- Available records -
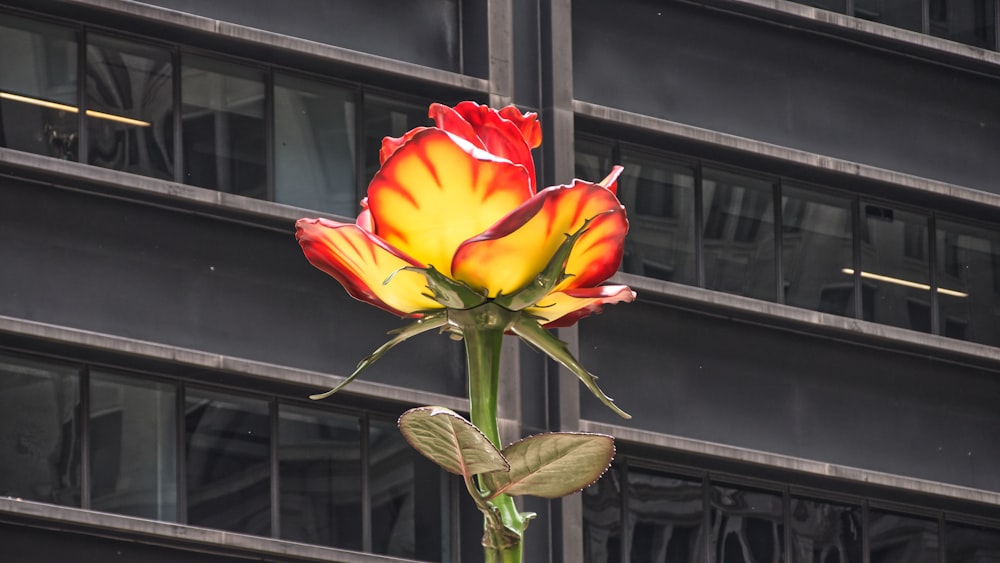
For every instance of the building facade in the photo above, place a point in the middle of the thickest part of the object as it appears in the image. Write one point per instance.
(812, 361)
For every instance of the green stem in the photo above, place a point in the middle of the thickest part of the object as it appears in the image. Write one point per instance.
(483, 329)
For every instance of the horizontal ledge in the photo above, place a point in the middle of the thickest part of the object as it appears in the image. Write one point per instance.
(229, 364)
(783, 315)
(179, 536)
(878, 30)
(778, 152)
(70, 174)
(259, 37)
(801, 465)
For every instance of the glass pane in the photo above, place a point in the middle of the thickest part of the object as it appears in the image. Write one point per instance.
(39, 432)
(897, 537)
(971, 544)
(315, 146)
(825, 532)
(665, 516)
(816, 245)
(602, 519)
(38, 92)
(966, 21)
(968, 280)
(385, 117)
(738, 214)
(223, 126)
(894, 267)
(319, 456)
(228, 443)
(897, 13)
(130, 103)
(399, 481)
(133, 446)
(659, 199)
(747, 525)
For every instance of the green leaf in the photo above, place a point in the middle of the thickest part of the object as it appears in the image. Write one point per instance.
(533, 333)
(424, 324)
(553, 465)
(547, 279)
(450, 441)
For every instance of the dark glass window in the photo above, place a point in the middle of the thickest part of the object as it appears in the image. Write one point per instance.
(898, 537)
(315, 151)
(825, 532)
(228, 446)
(816, 245)
(659, 198)
(968, 281)
(965, 543)
(907, 14)
(39, 431)
(133, 446)
(894, 265)
(319, 456)
(130, 105)
(385, 117)
(747, 525)
(602, 519)
(967, 21)
(38, 88)
(405, 489)
(665, 518)
(738, 233)
(223, 126)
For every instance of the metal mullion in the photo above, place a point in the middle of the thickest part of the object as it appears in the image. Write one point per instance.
(699, 226)
(181, 440)
(366, 505)
(275, 493)
(85, 437)
(932, 259)
(778, 219)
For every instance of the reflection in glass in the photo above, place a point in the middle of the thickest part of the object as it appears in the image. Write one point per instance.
(825, 532)
(228, 443)
(894, 267)
(39, 431)
(399, 481)
(319, 456)
(747, 525)
(130, 98)
(38, 94)
(965, 543)
(385, 117)
(223, 127)
(970, 21)
(906, 14)
(314, 146)
(133, 447)
(898, 538)
(968, 280)
(738, 234)
(816, 239)
(664, 518)
(602, 519)
(659, 198)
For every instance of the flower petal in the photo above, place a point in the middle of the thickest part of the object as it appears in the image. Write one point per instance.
(564, 308)
(362, 263)
(496, 133)
(437, 191)
(511, 253)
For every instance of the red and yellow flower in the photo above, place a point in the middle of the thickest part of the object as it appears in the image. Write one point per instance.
(459, 199)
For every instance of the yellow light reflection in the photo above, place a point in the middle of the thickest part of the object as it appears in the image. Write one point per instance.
(73, 109)
(905, 283)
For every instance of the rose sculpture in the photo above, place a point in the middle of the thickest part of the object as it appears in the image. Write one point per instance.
(455, 235)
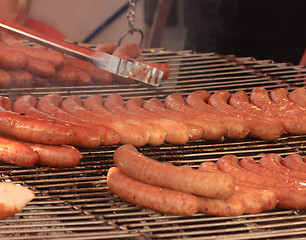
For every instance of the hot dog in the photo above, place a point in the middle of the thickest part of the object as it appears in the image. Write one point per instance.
(197, 127)
(148, 196)
(294, 162)
(128, 133)
(268, 198)
(236, 128)
(145, 169)
(259, 127)
(288, 197)
(177, 133)
(50, 104)
(156, 133)
(299, 96)
(292, 124)
(83, 137)
(5, 79)
(280, 96)
(32, 129)
(16, 153)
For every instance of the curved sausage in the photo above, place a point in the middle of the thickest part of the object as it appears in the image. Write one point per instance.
(288, 198)
(148, 196)
(156, 133)
(298, 96)
(236, 128)
(294, 162)
(259, 127)
(292, 124)
(31, 129)
(50, 104)
(267, 197)
(145, 169)
(196, 131)
(16, 153)
(128, 133)
(177, 133)
(83, 137)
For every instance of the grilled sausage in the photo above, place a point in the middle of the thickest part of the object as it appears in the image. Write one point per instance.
(294, 162)
(292, 124)
(16, 153)
(156, 133)
(148, 196)
(50, 104)
(83, 136)
(299, 96)
(195, 131)
(288, 197)
(236, 128)
(145, 169)
(268, 198)
(177, 133)
(32, 129)
(259, 127)
(128, 133)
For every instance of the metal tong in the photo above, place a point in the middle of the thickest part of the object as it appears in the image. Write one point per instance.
(121, 67)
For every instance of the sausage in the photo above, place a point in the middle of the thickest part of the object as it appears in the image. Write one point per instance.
(55, 156)
(98, 76)
(294, 162)
(273, 161)
(280, 96)
(106, 47)
(21, 78)
(128, 133)
(298, 96)
(32, 129)
(176, 132)
(145, 169)
(236, 128)
(83, 136)
(156, 133)
(288, 197)
(195, 131)
(16, 153)
(12, 58)
(40, 67)
(5, 79)
(259, 127)
(268, 198)
(50, 104)
(292, 124)
(176, 102)
(148, 196)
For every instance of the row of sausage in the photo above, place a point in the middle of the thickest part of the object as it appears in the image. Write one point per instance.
(228, 187)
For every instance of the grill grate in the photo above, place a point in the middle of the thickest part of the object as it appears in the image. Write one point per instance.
(77, 204)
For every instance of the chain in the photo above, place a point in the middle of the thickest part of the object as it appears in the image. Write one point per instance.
(131, 20)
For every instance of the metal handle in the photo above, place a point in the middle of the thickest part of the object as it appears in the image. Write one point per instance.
(48, 41)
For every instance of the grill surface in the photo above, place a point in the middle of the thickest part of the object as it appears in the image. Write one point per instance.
(77, 204)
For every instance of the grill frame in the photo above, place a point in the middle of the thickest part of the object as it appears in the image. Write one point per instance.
(76, 203)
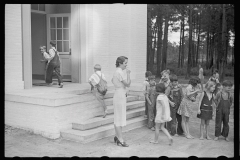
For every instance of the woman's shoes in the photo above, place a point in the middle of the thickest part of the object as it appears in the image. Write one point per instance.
(123, 144)
(115, 139)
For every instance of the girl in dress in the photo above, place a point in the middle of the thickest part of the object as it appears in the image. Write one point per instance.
(185, 108)
(120, 83)
(205, 108)
(163, 113)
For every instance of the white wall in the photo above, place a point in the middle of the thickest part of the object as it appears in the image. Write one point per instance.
(115, 30)
(13, 47)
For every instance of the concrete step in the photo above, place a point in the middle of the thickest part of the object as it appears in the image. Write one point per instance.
(99, 121)
(101, 132)
(109, 101)
(130, 105)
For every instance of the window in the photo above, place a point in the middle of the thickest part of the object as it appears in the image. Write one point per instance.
(59, 32)
(38, 7)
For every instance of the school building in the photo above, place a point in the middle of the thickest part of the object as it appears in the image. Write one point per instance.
(86, 34)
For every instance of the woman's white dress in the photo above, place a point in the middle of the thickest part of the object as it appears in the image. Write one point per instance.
(163, 112)
(119, 98)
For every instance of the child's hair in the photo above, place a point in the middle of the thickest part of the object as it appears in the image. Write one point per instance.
(42, 47)
(160, 87)
(209, 84)
(173, 77)
(193, 81)
(148, 73)
(165, 71)
(151, 77)
(97, 67)
(227, 83)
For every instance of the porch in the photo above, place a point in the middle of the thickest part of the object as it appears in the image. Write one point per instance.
(71, 112)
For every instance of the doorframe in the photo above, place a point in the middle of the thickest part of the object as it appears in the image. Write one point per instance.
(26, 46)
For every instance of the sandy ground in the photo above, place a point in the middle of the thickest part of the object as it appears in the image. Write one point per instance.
(26, 144)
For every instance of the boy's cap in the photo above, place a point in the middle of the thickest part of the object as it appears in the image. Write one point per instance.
(151, 77)
(97, 66)
(53, 43)
(164, 79)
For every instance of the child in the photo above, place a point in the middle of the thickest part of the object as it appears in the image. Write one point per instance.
(163, 113)
(224, 101)
(151, 99)
(185, 108)
(145, 85)
(175, 94)
(93, 81)
(165, 78)
(205, 108)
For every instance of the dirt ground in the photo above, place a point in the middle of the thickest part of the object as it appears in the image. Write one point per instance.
(25, 144)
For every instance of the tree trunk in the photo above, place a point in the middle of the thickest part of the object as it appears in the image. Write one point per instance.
(159, 46)
(180, 46)
(165, 42)
(149, 39)
(182, 57)
(190, 42)
(223, 56)
(198, 41)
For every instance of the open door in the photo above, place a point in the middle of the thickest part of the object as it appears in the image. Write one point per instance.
(58, 30)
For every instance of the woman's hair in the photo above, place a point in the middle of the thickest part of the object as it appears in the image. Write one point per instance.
(151, 77)
(120, 60)
(193, 81)
(148, 73)
(209, 84)
(227, 83)
(42, 47)
(160, 87)
(173, 77)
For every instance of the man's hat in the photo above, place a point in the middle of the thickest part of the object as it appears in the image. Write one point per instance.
(53, 43)
(97, 66)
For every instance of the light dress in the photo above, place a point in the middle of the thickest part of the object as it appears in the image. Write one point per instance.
(119, 98)
(163, 112)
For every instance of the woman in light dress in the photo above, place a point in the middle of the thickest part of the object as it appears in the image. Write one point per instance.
(120, 82)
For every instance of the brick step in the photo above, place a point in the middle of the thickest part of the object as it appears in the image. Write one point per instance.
(99, 121)
(102, 131)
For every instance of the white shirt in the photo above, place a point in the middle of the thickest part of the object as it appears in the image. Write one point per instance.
(94, 79)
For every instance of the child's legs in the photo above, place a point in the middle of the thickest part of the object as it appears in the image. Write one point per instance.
(157, 126)
(202, 127)
(225, 130)
(218, 122)
(179, 125)
(207, 126)
(165, 131)
(150, 116)
(187, 125)
(184, 125)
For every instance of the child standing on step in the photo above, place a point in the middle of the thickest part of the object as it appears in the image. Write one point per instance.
(93, 81)
(224, 101)
(151, 101)
(185, 108)
(205, 108)
(145, 85)
(175, 94)
(163, 113)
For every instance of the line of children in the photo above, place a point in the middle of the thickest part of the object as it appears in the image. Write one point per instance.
(175, 94)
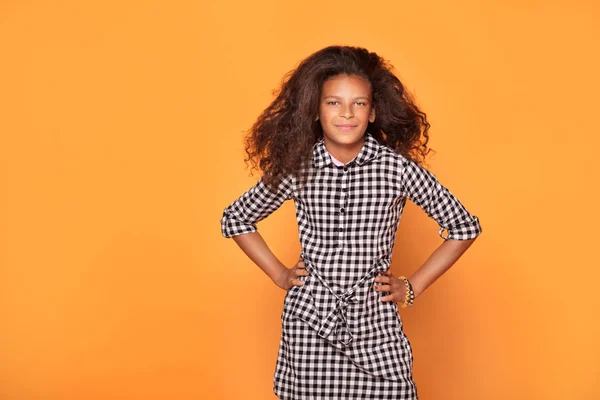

- What is required -
Quote the entries word for word, starting at the line containing "For every instance of the white shirt" and continuing through the end of the entries. Leave the pictures out.

- Final answer -
For every instance of the white shirt in the photo above, place a point in the middle of the thickest part of the object as it appears in the image. Write one point per instance.
(94, 79)
For every instance of the child's legs in the photo above, place a point in the middle of the thickest part of the object as it appears in the image. Write one point per instance.
(157, 126)
(202, 127)
(225, 130)
(218, 122)
(179, 125)
(207, 126)
(165, 131)
(150, 116)
(187, 125)
(184, 125)
For every instance of the child standing on step in the photo above, place a point in the middle of the thickest part of the object as it appears in the image. Write one point per instance.
(93, 81)
(224, 101)
(151, 101)
(185, 108)
(205, 108)
(145, 85)
(175, 94)
(163, 113)
For every instance of the line of children in the photo above, place a point in the middle of the thickest part of the object as it appears in the image. Write one point per instance.
(175, 94)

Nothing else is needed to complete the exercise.